Wednesday, 29 April 2015

Fukushima's affect on Canadian coast

Dana Durnford’s Post-Fukushima Odyssey: Documenting Ecocide on Canada’s
West Coast

By Robert Snefjella

21 April, 2015
Countercurrents.org

Dana Durnford’s odyssey, in 2014 and 2015,  has been to
document what has happened and is happening since Fukushima to wild life,
plant and animal, in the waters and tidal zone and pools on the West Coast
of Canada. His boat is a little Zodiac water craft, almost impossible to
sink, but no comfort inn. He has sailed it largely alone, with his
intrepid old dog Zoey, for months and for many hundreds of kilometers
along the shores of British Columbia and its islands and out to the Queen
Charlotte Islands.

Resourceful and brave and determined is Dana, as he struggles and endures
many troubles and hardships. For an able bodied person to undertake what
Dana has done would be heroic. Dana is physically handicapped from an
accident and relies on a wheelchair and crutches.

Dana has taken many thousands of photographs, and has been interviewed
weekly many times by Jeff Rense on his radio show at Rense.com. These are
archived at Rense.com

Dana also reports via his website nuclearproctologist.org.

Dana is plain spoken and usually low key, sometimes nearly inaudibly so,
as he brings us news of the Pacific Ocean’s palliative condition. Even
Dana’s angry comments seem muted by his grief and disbelief, as he
describes his voyage and his observations and shares his thoughts. His web
site already has much photographic and other information, and his current
journey will add many thousands more.

Dana’s observations underline that we have reached the end, a dead end, at
least for civilization on its contemporary terminally dysfunctional basis,
and announces a time of grievous troubles for much of life as we have
known it.

From his website:

   Fukushima will kill the entire Pacific Ocean

   October 9, 2014

   Day 18 on the beaches we hit Pine Island off the north east of
Vancouver Island and several other islands in a 75 km 7 hour trip. We
stayed out till dark it took about 80 minutes to ride back with a full
moon behind the heavy rain clouds. We still only found just a small
handful of kelp and algae out of 600 known species. We have to hunt to
find any species to take a picture of. The chances of finding the same
species anywhere else is tiny we still have not seen any sea cucumbers
or sea squirts or sea fans or large snails or rocks full of snails and
limpets etc etc or life in tidal pools. Underwater life is clinging
for the time being but we are not even trying to stop fukushima….

** SOURCE DATA **
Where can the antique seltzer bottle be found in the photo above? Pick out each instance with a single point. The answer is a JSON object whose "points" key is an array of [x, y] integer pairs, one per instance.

** TASKS TO COMPLETE **
• A. From the article on Dana Durnford, list every kind of sea life that the website entry says has still not been seen.
• B. Rewrite the article on Dana Durnford from "Dana is plain" to "many thousands more.", putting "sorrow" in place of "grief".
• C. Based on the article on Dana Durnford, say whether each statement is correct (yes or no), and quote the words that decide it.
(i) Dana travels with a dog named Zoey.
(ii) Dana's boat is a large, comfortable vessel.
(iii) The Day 18 trip covered 75 km.

** ANSWERS FOR THIS EXERCISE **
• A. sea cucumbers, sea squirts, sea fans, large snails, rocks full of snails and limpets, life in tidal pools

• B.
Dana is plain spoken and usually low key, sometimes nearly inaudibly so,
as he brings us news of the Pacific Ocean’s palliative condition. Even
Dana’s angry comments seem muted by his sorrow and disbelief, as he
describes his voyage and his observations and shares his thoughts. His web
site already has much photographic and other information, and his current
journey will add many thousands more.

• C.
(i) Yes: "with his intrepid old dog Zoey"
(ii) No: "His boat is a little Zodiac water craft, almost impossible to sink, but no comfort inn."
(iii) Yes: "in a 75 km 7 hour trip"